↓↓↓

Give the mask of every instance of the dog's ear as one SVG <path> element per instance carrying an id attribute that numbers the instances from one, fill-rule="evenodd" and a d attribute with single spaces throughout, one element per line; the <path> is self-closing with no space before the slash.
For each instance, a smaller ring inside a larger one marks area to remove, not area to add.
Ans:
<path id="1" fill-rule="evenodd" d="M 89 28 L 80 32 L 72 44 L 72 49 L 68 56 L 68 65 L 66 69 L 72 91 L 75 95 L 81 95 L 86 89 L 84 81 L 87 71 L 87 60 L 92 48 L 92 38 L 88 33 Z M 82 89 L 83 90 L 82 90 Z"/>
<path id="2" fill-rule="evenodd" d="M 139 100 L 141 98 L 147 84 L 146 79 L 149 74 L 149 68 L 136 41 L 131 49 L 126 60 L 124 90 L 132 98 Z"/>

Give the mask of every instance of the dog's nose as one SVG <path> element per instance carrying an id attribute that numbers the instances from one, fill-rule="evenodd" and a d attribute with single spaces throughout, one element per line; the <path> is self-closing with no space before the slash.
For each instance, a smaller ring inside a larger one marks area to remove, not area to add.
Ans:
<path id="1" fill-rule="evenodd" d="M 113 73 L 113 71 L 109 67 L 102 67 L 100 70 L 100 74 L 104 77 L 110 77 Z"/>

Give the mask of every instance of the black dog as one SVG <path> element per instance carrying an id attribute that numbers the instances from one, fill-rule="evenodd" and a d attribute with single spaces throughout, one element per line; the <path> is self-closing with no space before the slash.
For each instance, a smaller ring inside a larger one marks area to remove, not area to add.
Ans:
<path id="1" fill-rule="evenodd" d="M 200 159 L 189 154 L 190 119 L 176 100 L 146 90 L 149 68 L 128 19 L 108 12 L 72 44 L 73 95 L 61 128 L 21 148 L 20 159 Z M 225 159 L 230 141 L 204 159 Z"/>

↑↑↑

**Task instructions**
Copy all of the records above character for character, keeping each line as it is.

**Finished answer**
Give the mask of every instance of the dog's ear as one SVG <path> element per instance carrying an id attribute that numbers the instances from one, fill-rule="evenodd" and a d attribute with single spaces throughout, one element per line; the <path> is self-closing with no space before the slash.
For each instance, a smaller ring inside a larger one marks area to remove, not area to add.
Ans:
<path id="1" fill-rule="evenodd" d="M 89 28 L 80 32 L 72 44 L 72 49 L 68 56 L 68 65 L 66 69 L 72 91 L 75 95 L 81 95 L 86 89 L 84 81 L 87 71 L 87 60 L 92 48 L 92 38 L 88 33 Z M 82 89 L 83 90 L 82 90 Z"/>
<path id="2" fill-rule="evenodd" d="M 139 100 L 141 98 L 147 84 L 146 79 L 149 74 L 149 68 L 136 41 L 131 49 L 126 60 L 124 90 L 132 98 Z"/>

Give the mask of every instance of the dog's nose as one SVG <path> element per instance carrying an id attribute that numbers the instances from one, fill-rule="evenodd" and a d attribute with single spaces throughout, one element per line; the <path> is self-closing with no space before the slash.
For each instance, a smaller ring inside a larger one marks area to remove, not area to add.
Ans:
<path id="1" fill-rule="evenodd" d="M 113 73 L 113 71 L 109 67 L 102 67 L 100 70 L 100 74 L 104 77 L 110 77 Z"/>

Give the mask of every instance of the black dog as one SVG <path> element per instance carrying an id attribute that numbers the instances from one, fill-rule="evenodd" and a d attribute with single spaces throughout, one element per line; the <path> is self-closing with no space before the slash.
For each instance, a smaller ring inside a larger one marks area to remove, not area to add.
Ans:
<path id="1" fill-rule="evenodd" d="M 200 159 L 189 154 L 190 119 L 176 100 L 146 90 L 149 68 L 128 19 L 108 12 L 72 44 L 73 95 L 61 128 L 21 148 L 20 159 Z M 225 159 L 230 141 L 204 159 Z"/>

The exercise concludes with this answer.